■ Stored data ■

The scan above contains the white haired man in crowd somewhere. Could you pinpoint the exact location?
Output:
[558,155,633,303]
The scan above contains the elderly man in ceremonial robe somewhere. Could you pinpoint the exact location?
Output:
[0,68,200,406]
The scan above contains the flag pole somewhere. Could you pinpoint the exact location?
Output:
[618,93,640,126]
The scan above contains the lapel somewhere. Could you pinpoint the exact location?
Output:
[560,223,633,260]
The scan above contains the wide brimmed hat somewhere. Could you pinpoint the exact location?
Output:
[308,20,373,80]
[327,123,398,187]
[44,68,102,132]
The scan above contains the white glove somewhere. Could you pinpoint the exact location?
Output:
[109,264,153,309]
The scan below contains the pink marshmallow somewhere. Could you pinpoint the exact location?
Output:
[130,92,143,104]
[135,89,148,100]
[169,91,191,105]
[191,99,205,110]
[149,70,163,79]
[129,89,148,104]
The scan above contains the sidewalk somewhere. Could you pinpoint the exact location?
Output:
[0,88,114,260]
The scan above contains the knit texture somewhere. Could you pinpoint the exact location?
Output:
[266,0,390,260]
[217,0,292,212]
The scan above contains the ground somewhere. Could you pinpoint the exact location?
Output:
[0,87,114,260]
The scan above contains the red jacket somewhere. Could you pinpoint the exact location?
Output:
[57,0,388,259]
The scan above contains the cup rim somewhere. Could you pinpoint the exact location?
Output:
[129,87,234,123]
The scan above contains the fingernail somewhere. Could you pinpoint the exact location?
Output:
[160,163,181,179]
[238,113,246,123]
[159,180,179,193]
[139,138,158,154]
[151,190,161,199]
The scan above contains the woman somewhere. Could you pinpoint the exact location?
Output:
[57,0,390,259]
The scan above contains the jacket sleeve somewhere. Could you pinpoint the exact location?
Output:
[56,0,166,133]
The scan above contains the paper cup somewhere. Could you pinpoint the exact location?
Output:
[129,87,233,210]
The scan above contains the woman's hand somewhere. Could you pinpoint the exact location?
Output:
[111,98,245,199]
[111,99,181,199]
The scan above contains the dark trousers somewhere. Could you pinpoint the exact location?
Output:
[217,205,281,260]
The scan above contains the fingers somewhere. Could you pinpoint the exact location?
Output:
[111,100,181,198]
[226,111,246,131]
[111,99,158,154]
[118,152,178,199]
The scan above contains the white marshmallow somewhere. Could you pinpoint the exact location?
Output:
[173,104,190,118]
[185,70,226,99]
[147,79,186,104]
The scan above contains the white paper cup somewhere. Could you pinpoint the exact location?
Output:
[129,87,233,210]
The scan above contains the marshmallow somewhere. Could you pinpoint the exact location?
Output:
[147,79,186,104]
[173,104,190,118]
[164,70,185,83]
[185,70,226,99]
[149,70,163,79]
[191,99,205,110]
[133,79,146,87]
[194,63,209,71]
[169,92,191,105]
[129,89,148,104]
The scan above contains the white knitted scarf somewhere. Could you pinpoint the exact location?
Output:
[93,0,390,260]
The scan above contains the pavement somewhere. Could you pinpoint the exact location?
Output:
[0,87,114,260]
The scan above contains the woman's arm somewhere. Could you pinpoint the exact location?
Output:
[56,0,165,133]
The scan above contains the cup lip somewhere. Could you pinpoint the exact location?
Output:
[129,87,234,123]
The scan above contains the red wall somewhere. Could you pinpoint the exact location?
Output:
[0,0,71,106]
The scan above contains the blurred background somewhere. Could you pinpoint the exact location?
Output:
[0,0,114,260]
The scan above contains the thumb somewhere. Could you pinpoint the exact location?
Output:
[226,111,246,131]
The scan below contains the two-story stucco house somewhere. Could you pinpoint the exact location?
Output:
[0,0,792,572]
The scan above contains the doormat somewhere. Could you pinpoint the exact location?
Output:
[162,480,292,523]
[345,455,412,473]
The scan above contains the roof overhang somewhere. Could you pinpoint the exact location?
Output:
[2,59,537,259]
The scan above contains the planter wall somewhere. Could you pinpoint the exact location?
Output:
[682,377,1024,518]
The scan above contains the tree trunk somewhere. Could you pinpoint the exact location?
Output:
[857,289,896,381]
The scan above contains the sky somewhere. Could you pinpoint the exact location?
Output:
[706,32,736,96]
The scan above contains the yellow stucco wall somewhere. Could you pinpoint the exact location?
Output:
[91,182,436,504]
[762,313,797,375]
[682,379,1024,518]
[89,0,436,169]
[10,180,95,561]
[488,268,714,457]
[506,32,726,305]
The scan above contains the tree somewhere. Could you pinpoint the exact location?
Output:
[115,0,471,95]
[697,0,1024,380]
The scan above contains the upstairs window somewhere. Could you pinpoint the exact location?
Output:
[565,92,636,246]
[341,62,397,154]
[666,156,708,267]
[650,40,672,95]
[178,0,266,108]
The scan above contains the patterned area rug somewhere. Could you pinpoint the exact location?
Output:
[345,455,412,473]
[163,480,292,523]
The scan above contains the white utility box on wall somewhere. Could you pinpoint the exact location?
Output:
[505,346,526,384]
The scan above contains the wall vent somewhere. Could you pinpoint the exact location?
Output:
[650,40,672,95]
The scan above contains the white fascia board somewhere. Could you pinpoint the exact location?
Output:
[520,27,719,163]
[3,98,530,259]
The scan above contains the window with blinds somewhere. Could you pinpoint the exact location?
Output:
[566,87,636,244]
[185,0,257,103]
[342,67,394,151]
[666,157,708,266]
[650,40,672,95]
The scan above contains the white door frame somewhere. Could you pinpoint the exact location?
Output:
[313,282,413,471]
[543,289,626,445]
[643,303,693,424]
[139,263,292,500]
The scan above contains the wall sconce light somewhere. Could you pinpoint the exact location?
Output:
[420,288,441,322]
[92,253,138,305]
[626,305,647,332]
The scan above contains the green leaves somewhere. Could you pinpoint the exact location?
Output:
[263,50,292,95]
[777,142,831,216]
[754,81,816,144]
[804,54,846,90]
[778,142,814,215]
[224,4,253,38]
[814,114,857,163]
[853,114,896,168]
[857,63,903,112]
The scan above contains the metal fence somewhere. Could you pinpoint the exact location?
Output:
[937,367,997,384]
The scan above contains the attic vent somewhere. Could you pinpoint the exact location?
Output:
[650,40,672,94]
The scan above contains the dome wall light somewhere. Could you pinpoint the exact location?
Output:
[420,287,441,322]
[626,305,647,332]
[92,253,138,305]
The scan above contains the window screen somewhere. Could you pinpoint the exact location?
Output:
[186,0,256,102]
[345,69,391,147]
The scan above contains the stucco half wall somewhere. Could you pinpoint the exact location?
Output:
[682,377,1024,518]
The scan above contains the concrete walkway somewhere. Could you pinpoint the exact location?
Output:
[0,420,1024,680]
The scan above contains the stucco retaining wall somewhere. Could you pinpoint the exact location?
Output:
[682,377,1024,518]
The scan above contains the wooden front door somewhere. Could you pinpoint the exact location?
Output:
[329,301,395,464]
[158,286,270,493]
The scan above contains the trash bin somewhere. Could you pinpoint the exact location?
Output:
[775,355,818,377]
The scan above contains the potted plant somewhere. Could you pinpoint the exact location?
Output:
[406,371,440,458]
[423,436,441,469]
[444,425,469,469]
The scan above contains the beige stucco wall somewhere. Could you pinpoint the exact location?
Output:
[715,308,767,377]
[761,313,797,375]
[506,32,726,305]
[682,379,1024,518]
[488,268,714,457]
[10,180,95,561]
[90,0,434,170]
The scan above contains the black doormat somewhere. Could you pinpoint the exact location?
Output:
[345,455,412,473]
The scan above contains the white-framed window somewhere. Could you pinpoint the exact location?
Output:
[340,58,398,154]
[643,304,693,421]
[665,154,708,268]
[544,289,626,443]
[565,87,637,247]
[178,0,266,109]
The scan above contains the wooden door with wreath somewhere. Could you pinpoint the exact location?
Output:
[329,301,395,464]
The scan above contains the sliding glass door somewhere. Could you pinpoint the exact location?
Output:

■ Your task ■
Lay out every entry above as a numbered list, one line per item, with blank lines omitted.

■ Solution for this problem ■
1. The scan above contains the white haired man in crowd somewhere. Could you pinpoint the exact location?
2. Output:
3. [558,155,633,303]
4. The scan above contains the elderly man in ceremonial robe somewhere. Could you pinpoint the exact location?
5. Output:
6. [0,68,200,406]
7. The scan above contains the flag pole somewhere. Could you pinpoint the exact location?
8. Output:
9. [618,93,640,126]
10. The scan above contains the lapel somewhere. Could you pinpoint the exact location?
11. Output:
12. [560,223,633,260]
13. The scan above contains the wide brimmed hat somewhere. Could you pinpoint the exact location?
14. Output:
15. [308,20,373,80]
16. [327,123,398,187]
17. [44,68,102,132]
18. The scan above contains the white glove somewhere. Could you pinpoint the exact location?
19. Output:
20. [109,264,153,309]
21. The scan below contains the pink marshmallow somewhere. Could you pinpoint the exact location?
22. Output:
23. [130,92,143,104]
24. [135,89,148,100]
25. [169,91,191,105]
26. [191,99,205,110]
27. [149,70,163,79]
28. [129,89,148,104]
29. The scan above contains the sidewalk somewhere. Could you pinpoint the exact location?
30. Output:
31. [0,88,114,260]
32. The scan above contains the knit texture somewhere. Could you pinpoint the exact location?
33. Output:
34. [266,0,390,260]
35. [217,0,292,212]
36. The scan above contains the ground somewhere. Could you pinpoint the exact location?
37. Output:
38. [0,87,114,260]
39. The scan above contains the red jacket somewhere. Could you pinpoint the exact location?
40. Output:
41. [57,0,388,259]
42. The scan above contains the cup rim somewhere. Could you pinpoint the exact location?
43. Output:
44. [129,87,234,123]
45. The scan above contains the fingernail somewhere. Could you pinpoint the exact location?
46. Output:
47. [160,163,181,179]
48. [238,113,246,123]
49. [159,180,179,193]
50. [139,138,158,154]
51. [151,190,161,199]
52. The scan above contains the woman somewhere. Could you pinpoint the exact location?
53. Output:
54. [57,0,390,259]
55. The scan above contains the jacket sleeve somewhere. Could you pinpoint the exact location?
56. Output:
57. [56,0,166,133]
58. The scan above contains the paper cup somewhere. Could you pinpoint the exact location?
59. Output:
60. [129,87,233,210]
61. The scan above contains the woman's hand somewhere. Could you pinpoint the exact location?
62. Output:
63. [111,98,245,199]
64. [111,99,181,199]
65. The scan above contains the dark trousers somewhere. Could you pinpoint the exact location?
66. Output:
67. [217,205,281,260]
68. The scan above contains the fingers somewhere. Could you pinpoint the exact location?
69. Output:
70. [111,100,181,198]
71. [226,111,246,131]
72. [111,99,158,154]
73. [118,152,178,199]
74. The scan above contains the white marshmallow somewhere. Could you pinpoint the exact location?
75. Output:
76. [173,104,190,118]
77. [185,70,226,99]
78. [147,79,186,104]
79. The scan above contains the white paper cup somewhere. Could you pinpoint the exact location?
80. Output:
81. [129,87,233,210]
82. The scan above contains the marshmallow somewhere. Could you pinpoint the exact location?
83. Output:
84. [147,79,186,104]
85. [173,104,190,118]
86. [164,70,185,83]
87. [185,70,226,99]
88. [149,70,163,79]
89. [191,99,205,110]
90. [133,79,146,87]
91. [194,63,209,71]
92. [169,92,191,105]
93. [129,89,148,104]
94. The scan above contains the white knitted scarf somewhere. Could you pinpoint the exact location?
95. Output:
96. [93,0,390,260]
97. The scan above contains the pavement somewhere. Could you pinpoint the exact location?
98. Output:
99. [0,87,114,260]
100. The scan above contains the woman's arm somewhere. Could you pinpoint the exact location?
101. Output:
102. [56,0,165,133]
103. The scan above contains the cup lip somewhere. Could you pinpoint the exact location?
104. Output:
105. [129,87,234,123]
106. The scan above contains the red wall somewhere. Could you pinpoint the exact location?
107. Output:
108. [0,0,71,106]
109. The scan above contains the blurred background somewhere. Could you pinpoint the exact location?
110. Output:
111. [0,0,114,260]
112. The scan above contains the thumb somewhere. Could you pinpoint the exact location?
113. Output:
114. [226,111,246,131]
115. The scan below contains the two-story stucco house somewhere. Could you pinpoint the exact location?
116. Output:
117. [0,0,792,572]
118. The scan above contains the doormat somewhere. Could you pinpoint the exact location?
119. Output:
120. [162,480,292,523]
121. [345,455,412,473]
122. The scan above contains the roof overhang somewhere. Could you pinpoint the exact location?
123. Output:
124. [2,59,537,259]
125. The scan above contains the planter wall somewhere. Could you pinpoint the exact location?
126. Output:
127. [682,377,1024,518]
128. The scan above contains the tree trunk somewhere. Could you pinpoint the exact location?
129. Output:
130. [857,289,896,381]
131. The scan above contains the sky somewhere. Could you pinpoint the exact location?
132. Output:
133. [706,32,736,96]
134. The scan above contains the yellow stucco wall somewhere. Could you pinpoint the exact location?
135. Output:
136. [91,182,436,504]
137. [762,313,797,375]
138. [682,379,1024,518]
139. [89,0,436,169]
140. [10,180,95,561]
141. [488,268,714,457]
142. [506,32,726,305]
143. The scan above contains the tree somewhere. Could you pinpoint the exact location?
144. Output:
145. [115,0,471,95]
146. [697,0,1024,380]
147. The scan above contains the upstairs window somewhere. Could you pinpoint the exact location?
148. Output:
149. [565,92,636,246]
150. [341,62,397,154]
151. [666,156,708,267]
152. [650,40,672,95]
153. [178,0,266,108]
154. The scan above contains the patterned area rug somewhere. Could you pinpoint the exact location?
155. Output:
156. [345,455,412,473]
157. [163,480,292,523]
158. The scan above contains the white utility box on wall somewhere. Could you pinpoint the exact location?
159. Output:
160. [505,346,526,384]
161. The scan above contains the wall vent somewhere. Could you pinpoint the exact location?
162. Output:
163. [650,40,672,95]
164. The scan above contains the white fascia board somewhere. Could you pinpoint the exact location?
165. Output:
166. [520,27,719,163]
167. [3,98,530,259]
168. The scan above contains the window with blinds somewhere. Could you pinpoint the exact location?
169. Output:
170. [566,87,636,244]
171. [185,0,257,103]
172. [342,67,394,151]
173. [666,157,708,266]
174. [650,40,672,95]
175. The scan above contains the white door frame somewhere. Could you pinpoint the exact location?
176. Output:
177. [313,282,413,471]
178. [543,289,626,445]
179. [643,303,693,424]
180. [139,263,292,500]
181. The scan above contains the wall sconce light somewhere. Could you pinpoint the exact location?
182. Output:
183. [420,288,441,322]
184. [92,253,138,305]
185. [626,305,647,332]
186. The scan above contains the green leaves somewhere. Could you pinpoint the exact location?
187. Output:
188. [263,50,292,95]
189. [777,142,831,216]
190. [754,81,816,144]
191. [804,54,846,90]
192. [778,142,814,215]
193. [224,4,253,38]
194. [814,114,857,163]
195. [853,114,896,168]
196. [857,63,903,112]
197. The scan above contains the metal fence somewhere. Could you pinpoint the exact location?
198. Output:
199. [937,367,997,384]
200. The scan above contains the attic vent somewhere. Could you pinpoint the exact location?
201. Output:
202. [650,40,672,94]
203. The scan above contains the dome wall light somewhere. Could you pinpoint the exact location?
204. Output:
205. [420,287,441,322]
206. [626,305,647,332]
207. [92,253,138,305]
208. The scan above contains the window screen somewhere. Could you pinpoint the exact location?
209. Output:
210. [186,0,256,102]
211. [345,69,391,147]
212. The scan above contains the stucco half wall somewhere. Could you pinpoint the exact location?
213. Output:
214. [682,377,1024,518]
215. The scan above contains the concrete walkway somewhere. Could you pinpoint the exact location?
216. Output:
217. [0,420,1024,680]
218. The scan above contains the stucco retaining wall somewhere. Could you pinpoint the exact location?
219. Output:
220. [682,377,1024,518]
221. The scan above contains the wooden front door somewhere. Could you pinpoint the exact location?
222. Output:
223. [329,301,395,464]
224. [158,286,270,493]
225. The scan above contains the trash bin somewhere. Could you pinpoint the exact location?
226. Output:
227. [775,355,818,377]
228. The scan above contains the potted plant somewhere. Could you pinpoint the exact location?
229. Output:
230. [406,371,440,458]
231. [423,436,441,469]
232. [444,425,469,469]
233. The scan above contains the beige stucco wall somewhere. Could you pinpoint the exact location?
234. Output:
235. [715,308,767,377]
236. [761,313,797,375]
237. [506,32,726,305]
238. [682,379,1024,518]
239. [488,268,714,457]
240. [10,180,95,561]
241. [90,0,434,170]
242. The scan above contains the black doormat somewhere. Could you pinpoint the exact location?
243. Output:
244. [345,455,412,473]
245. The scan above contains the white-framed window somewhere. Could you pinpoint the exact location?
246. Output:
247. [340,58,398,154]
248. [643,304,693,421]
249. [665,154,708,268]
250. [544,289,626,443]
251. [565,87,637,247]
252. [178,0,266,109]
253. The scan above contains the wooden door with wreath somewhere. Could you pinpoint the exact location?
254. Output:
255. [329,301,395,464]
256. The scan above contains the sliding glass door somewhere. Could you pinpoint the exact location?
257. Output:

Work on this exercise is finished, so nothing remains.